==== INPUT MATERIAL
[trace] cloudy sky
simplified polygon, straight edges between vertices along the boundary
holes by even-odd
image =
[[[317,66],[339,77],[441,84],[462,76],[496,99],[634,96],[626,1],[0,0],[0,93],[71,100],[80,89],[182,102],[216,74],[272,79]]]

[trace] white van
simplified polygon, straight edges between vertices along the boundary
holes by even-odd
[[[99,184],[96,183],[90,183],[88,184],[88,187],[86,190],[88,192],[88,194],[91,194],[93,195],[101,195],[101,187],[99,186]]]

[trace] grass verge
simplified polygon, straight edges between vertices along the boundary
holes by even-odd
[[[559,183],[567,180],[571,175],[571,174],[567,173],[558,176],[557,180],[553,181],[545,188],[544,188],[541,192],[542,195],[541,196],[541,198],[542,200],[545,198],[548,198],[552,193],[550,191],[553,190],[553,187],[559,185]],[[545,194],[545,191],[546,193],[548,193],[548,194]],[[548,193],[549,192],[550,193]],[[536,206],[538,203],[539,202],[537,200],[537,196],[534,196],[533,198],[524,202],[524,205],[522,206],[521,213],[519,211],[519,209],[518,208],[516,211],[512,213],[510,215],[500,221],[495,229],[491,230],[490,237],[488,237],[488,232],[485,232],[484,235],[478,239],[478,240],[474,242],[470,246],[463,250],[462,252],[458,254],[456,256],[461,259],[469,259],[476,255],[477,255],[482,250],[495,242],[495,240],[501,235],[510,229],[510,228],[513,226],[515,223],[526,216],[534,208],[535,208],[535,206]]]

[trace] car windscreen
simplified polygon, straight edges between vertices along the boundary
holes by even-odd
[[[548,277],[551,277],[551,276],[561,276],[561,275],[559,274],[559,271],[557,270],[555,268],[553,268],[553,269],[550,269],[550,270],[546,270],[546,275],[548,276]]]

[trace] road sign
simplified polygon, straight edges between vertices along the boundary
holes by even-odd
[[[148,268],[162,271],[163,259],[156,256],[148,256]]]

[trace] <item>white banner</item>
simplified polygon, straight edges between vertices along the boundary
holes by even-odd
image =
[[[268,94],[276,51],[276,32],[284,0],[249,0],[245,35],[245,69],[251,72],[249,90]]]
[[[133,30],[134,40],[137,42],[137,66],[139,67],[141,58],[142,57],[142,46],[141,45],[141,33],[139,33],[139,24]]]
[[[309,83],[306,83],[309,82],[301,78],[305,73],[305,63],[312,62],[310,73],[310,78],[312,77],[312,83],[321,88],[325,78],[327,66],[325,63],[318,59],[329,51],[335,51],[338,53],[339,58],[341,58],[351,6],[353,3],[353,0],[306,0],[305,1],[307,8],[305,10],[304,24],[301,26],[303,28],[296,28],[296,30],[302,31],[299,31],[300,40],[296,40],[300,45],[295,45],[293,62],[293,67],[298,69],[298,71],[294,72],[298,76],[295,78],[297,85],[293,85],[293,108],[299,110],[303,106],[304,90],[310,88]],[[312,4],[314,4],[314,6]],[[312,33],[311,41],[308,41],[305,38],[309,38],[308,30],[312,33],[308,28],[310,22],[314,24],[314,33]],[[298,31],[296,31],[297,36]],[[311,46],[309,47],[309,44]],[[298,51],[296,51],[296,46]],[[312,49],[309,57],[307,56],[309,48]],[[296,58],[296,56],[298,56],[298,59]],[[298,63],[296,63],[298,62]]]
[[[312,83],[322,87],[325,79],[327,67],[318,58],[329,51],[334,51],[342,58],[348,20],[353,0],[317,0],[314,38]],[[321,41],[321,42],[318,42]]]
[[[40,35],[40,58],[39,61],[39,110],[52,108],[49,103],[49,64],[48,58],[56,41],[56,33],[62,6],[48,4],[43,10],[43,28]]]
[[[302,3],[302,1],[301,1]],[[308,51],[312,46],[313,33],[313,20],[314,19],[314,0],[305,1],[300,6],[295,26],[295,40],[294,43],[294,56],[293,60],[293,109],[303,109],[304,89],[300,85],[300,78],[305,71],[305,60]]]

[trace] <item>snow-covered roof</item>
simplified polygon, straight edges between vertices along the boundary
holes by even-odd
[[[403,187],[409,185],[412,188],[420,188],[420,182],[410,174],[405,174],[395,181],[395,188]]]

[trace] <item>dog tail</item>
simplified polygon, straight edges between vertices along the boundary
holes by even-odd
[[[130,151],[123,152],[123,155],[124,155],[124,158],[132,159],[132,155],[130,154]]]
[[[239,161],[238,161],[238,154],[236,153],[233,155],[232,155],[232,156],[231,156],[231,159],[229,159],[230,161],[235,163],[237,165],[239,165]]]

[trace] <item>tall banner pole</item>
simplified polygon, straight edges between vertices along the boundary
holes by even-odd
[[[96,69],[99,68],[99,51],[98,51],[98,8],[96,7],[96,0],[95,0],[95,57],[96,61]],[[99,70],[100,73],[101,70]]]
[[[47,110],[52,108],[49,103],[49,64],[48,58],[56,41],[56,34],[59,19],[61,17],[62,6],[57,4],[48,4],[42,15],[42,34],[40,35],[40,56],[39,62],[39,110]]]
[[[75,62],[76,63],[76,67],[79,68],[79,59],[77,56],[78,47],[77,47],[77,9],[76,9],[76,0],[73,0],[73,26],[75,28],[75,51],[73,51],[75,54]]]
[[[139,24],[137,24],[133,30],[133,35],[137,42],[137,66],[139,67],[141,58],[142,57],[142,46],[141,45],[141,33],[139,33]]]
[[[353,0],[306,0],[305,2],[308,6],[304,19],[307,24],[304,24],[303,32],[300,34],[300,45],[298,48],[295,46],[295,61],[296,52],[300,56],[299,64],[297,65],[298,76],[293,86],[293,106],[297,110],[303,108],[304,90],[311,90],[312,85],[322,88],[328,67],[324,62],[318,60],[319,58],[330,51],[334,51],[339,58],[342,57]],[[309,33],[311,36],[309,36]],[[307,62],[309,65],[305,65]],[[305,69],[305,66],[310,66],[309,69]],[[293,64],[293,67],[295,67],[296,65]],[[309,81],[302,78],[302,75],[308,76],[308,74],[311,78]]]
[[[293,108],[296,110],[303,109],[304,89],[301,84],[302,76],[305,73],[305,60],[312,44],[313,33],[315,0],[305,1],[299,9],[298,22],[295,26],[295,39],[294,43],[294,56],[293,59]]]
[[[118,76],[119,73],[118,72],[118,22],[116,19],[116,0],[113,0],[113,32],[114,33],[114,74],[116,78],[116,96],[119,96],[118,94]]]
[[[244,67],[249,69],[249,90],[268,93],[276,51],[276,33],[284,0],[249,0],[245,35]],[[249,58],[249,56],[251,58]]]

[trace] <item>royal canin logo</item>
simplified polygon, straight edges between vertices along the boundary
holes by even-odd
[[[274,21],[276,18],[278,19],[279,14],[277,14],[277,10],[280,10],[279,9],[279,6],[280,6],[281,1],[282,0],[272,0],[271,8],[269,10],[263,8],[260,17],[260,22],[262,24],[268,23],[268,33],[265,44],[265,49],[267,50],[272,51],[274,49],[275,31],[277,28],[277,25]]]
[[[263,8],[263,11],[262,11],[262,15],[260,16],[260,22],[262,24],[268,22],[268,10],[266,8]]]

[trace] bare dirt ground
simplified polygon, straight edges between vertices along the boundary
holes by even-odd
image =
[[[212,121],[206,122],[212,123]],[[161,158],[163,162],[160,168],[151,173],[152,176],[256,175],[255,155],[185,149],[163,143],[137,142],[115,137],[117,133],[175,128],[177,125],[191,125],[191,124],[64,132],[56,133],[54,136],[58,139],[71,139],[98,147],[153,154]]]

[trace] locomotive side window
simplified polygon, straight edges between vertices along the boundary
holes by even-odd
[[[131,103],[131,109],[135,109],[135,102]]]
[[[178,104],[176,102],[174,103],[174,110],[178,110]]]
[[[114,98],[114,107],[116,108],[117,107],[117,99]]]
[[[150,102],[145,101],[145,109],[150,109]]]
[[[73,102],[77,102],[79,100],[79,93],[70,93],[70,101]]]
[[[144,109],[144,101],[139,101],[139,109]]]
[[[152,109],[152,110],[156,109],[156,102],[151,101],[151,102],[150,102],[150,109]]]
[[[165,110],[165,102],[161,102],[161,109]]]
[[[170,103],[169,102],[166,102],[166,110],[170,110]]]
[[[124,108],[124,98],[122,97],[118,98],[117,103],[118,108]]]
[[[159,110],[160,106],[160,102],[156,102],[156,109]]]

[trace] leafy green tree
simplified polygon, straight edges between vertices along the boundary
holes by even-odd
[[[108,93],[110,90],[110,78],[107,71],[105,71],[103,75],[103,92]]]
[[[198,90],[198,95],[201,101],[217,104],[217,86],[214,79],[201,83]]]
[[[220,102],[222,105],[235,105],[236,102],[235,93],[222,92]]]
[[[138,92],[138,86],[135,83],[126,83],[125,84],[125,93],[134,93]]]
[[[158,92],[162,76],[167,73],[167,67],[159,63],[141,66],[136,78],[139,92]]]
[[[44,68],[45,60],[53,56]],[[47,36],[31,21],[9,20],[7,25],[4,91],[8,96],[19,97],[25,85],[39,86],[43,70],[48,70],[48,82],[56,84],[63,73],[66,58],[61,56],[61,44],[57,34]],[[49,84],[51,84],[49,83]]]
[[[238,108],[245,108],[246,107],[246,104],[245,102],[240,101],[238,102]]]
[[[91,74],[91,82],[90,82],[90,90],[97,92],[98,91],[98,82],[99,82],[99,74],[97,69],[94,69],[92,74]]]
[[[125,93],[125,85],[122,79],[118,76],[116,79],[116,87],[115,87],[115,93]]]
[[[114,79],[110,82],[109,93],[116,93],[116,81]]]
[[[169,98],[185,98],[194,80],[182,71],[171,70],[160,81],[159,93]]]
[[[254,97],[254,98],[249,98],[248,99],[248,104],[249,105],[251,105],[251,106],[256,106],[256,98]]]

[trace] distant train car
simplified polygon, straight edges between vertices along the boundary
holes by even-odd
========
Switch "road sign" to "street sign" in the listing, starting at its first line and stopping after the line that contains "[[[148,268],[162,271],[163,259],[156,256],[148,256]]]". Give those lines back with nothing else changed.

[trace] cloudy sky
simplified polygon, straight edges between vertices along the boundary
holes by even-odd
image =
[[[317,66],[339,77],[441,84],[462,76],[496,99],[634,96],[626,1],[0,0],[0,93],[71,100],[80,89],[182,102],[216,74],[272,79]]]

[trace] white van
simplified polygon, straight edges between vertices along the boundary
holes by even-odd
[[[99,184],[96,183],[90,183],[88,184],[88,187],[86,190],[88,192],[88,194],[91,194],[93,195],[101,195],[101,187],[99,186]]]

[trace] grass verge
simplified polygon, straight edges between vertices along the boundary
holes by even-odd
[[[559,183],[567,180],[571,175],[571,174],[567,173],[558,176],[557,180],[553,181],[545,188],[544,188],[541,192],[542,195],[541,196],[541,198],[542,200],[545,198],[548,198],[552,193],[550,191],[553,190],[553,187],[559,185]],[[545,194],[545,191],[546,193],[548,193],[548,194]],[[548,193],[549,192],[550,193]],[[536,206],[538,203],[539,202],[537,200],[537,196],[534,196],[533,198],[524,202],[524,205],[522,206],[521,213],[519,211],[519,209],[518,208],[516,211],[512,213],[510,215],[500,221],[495,229],[491,230],[490,237],[488,237],[488,232],[485,232],[484,235],[478,239],[478,240],[474,242],[470,246],[463,250],[462,252],[458,254],[456,256],[461,259],[469,259],[476,255],[477,255],[482,250],[495,242],[495,240],[501,235],[510,229],[510,228],[513,226],[515,223],[526,216],[534,208],[535,208],[535,206]]]

[trace] car windscreen
simplified polygon, straight edges between vertices along the boundary
holes by even-odd
[[[548,277],[551,277],[551,276],[561,276],[561,275],[559,274],[559,271],[557,270],[555,268],[553,268],[553,269],[550,269],[550,270],[546,270],[546,275],[548,276]]]

[trace] street sign
simplified polygon, straight edges between vertices along the boundary
holes by even-odd
[[[148,268],[162,271],[163,259],[156,256],[148,256]]]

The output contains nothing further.